I was asked the question recently about what makes me happy and I couldn’t quite answer the question straight without going round the houses a few times.
Without putting a total damper on things, when we’ve lived with trauma and conditions attached to our lives, I don’t believe we own that particular feeling. True happiness is a soul thing. It comes from the soul. It’s what our sole has or hasn’t had. If our soul has and continues to be nurtured, we will be happy.
I feel blessed to have my family in my life and blessed that I’m doing what I love to do in the shape of the Diary, but inwardly there is no getting away from the fact that I have lived with trauma. It’s not to say given half the chance we wouldn’t jump at the chance of wanting to live a different life, but we would have had to have had a different start, with different people around us for that to happen.
Is anyone truly happy? I’d like to think I do the best with what I’ve been given. Happiness isn’t something we just accrue when we feel like it. Stress often adds to how we feel, which is why retail therapy doesn’t work, because unless you correct what is fundamentally wrong, inwardly you will never know what being happy, truly means.
It’s not that someone can’t make you happy, but unless you take out all the factors you started with, you’re never going to be happy. When our lives are conditioned, our soul is conditioned and it’s that conditioning that stops us from being genuinely happy.
We must dig deep and peel back the layers. Take away any daily stress, and surround ourselves with people that we know can make us happy and make a difference, where we didn’t have that before.
If we don’t feel happy in our soul, we haven’t experienced true happiness. Unfortunately, everything we feel outwardly comes from the soul. I can’t stress that enough.

> _Data for analysis_:
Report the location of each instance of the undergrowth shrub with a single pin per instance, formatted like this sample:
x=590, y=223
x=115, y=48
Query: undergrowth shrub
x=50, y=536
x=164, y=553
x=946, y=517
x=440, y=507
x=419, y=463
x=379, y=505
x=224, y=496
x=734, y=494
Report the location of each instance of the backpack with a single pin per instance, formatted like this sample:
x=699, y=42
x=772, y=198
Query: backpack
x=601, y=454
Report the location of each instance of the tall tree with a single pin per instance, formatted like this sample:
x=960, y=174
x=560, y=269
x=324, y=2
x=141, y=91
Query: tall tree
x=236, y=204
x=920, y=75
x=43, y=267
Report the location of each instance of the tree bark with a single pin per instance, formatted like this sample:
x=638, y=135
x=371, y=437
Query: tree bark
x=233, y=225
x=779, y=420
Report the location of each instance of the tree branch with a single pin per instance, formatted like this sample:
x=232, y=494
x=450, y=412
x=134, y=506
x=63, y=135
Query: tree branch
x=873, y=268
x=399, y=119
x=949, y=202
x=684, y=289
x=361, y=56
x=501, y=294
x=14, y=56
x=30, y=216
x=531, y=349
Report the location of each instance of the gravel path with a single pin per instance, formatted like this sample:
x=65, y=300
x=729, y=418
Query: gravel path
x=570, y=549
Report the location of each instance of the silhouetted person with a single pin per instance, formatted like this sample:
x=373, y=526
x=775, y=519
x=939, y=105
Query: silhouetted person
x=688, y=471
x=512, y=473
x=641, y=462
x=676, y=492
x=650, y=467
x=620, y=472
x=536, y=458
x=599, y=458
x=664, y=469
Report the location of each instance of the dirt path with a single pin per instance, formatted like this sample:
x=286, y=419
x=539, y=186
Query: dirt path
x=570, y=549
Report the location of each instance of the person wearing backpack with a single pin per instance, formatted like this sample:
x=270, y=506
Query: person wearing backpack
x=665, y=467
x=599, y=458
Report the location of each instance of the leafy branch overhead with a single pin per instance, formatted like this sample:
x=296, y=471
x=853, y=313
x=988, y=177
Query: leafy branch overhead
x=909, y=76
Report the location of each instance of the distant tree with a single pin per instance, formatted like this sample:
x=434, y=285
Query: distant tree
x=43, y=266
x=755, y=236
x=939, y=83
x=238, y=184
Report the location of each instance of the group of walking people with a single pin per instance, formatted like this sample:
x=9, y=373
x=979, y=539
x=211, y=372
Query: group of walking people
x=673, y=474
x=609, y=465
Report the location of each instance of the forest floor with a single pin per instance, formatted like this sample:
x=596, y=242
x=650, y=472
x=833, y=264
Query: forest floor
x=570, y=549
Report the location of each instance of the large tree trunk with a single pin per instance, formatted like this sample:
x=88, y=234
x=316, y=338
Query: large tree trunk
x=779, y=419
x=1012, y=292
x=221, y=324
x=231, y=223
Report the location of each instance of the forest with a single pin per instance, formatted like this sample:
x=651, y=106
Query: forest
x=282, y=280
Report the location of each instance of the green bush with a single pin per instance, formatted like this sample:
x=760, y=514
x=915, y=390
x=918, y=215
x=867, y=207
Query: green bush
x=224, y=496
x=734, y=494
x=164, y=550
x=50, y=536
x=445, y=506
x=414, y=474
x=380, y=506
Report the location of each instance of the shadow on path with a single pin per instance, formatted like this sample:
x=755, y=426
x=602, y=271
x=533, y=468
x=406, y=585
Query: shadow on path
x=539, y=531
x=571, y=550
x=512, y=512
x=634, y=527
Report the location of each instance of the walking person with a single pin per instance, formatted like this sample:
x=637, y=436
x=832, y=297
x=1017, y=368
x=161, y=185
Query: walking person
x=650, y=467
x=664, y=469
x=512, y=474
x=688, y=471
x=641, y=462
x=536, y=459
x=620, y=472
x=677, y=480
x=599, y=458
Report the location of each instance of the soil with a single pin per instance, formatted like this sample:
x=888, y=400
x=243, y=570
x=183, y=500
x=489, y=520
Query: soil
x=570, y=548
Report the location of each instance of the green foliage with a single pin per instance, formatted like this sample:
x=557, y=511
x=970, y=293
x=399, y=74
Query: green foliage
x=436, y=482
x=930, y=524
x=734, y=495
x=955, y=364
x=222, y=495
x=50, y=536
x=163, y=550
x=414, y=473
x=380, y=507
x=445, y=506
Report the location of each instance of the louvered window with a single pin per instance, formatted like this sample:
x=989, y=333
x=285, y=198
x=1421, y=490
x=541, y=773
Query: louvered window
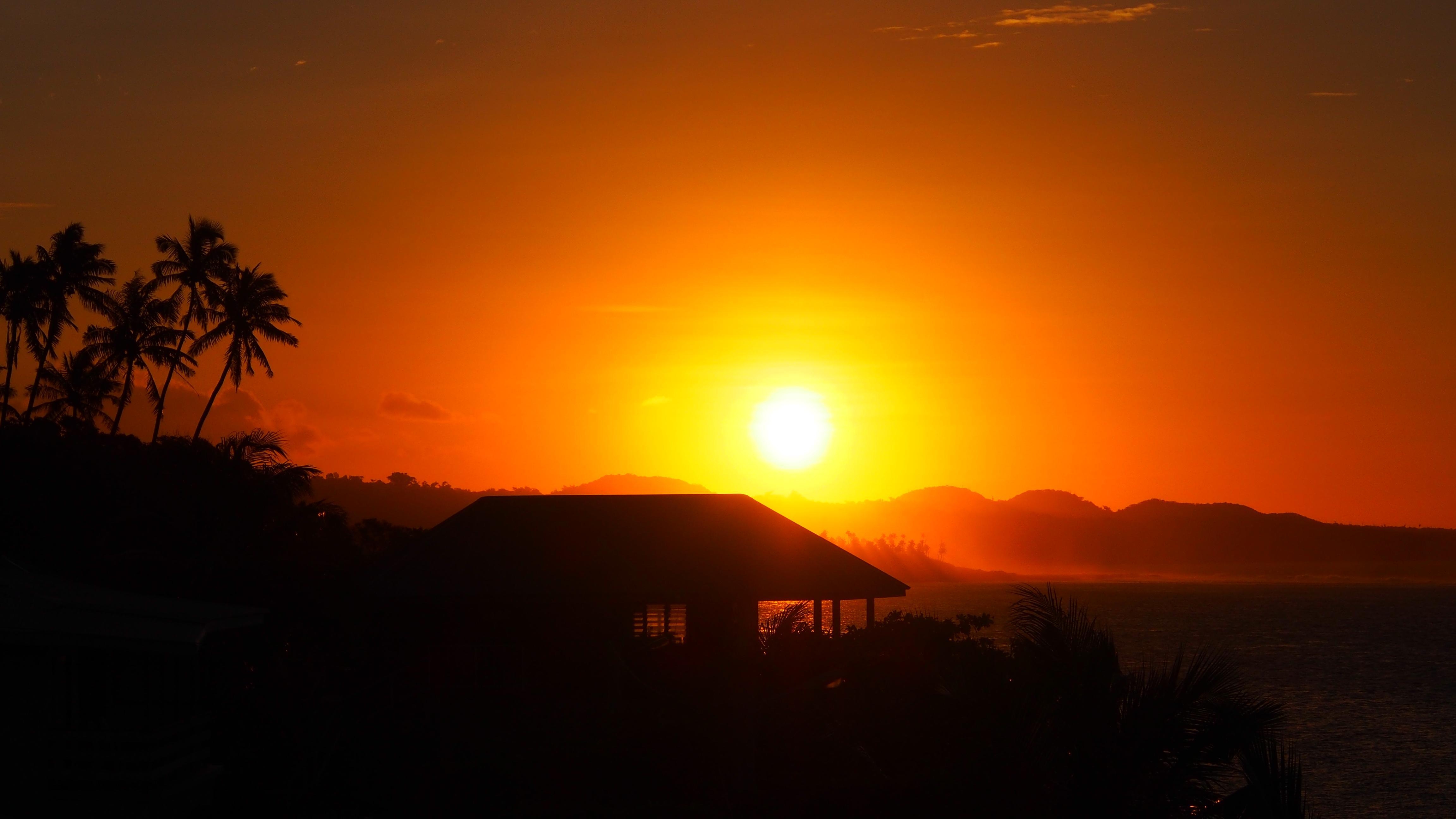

> _Tasks to complete_:
(a) Reproduce the passage on happiness word for word, starting at "I was asked" and ending at "that to happen.".
(b) In the passage on happiness, list every action the writer says we must take, beginning with "dig deep."
The items play no part in this work.

> _Answer list_:
(a)
I was asked the question recently about what makes me happy and I couldn’t quite answer the question straight without going round the houses a few times.
Without putting a total damper on things, when we’ve lived with trauma and conditions attached to our lives, I don’t believe we own that particular feeling. True happiness is a soul thing. It comes from the soul. It’s what our sole has or hasn’t had. If our soul has and continues to be nurtured, we will be happy.
I feel blessed to have my family in my life and blessed that I’m doing what I love to do in the shape of the Diary, but inwardly there is no getting away from the fact that I have lived with trauma. It’s not to say given half the chance we wouldn’t jump at the chance of wanting to live a different life, but we would have had to have had a different start, with different people around us for that to happen.

(b)
- Dig deep
- Peel back the layers
- Take away any daily stress
- Surround ourselves with people that we know can make us happy and make a difference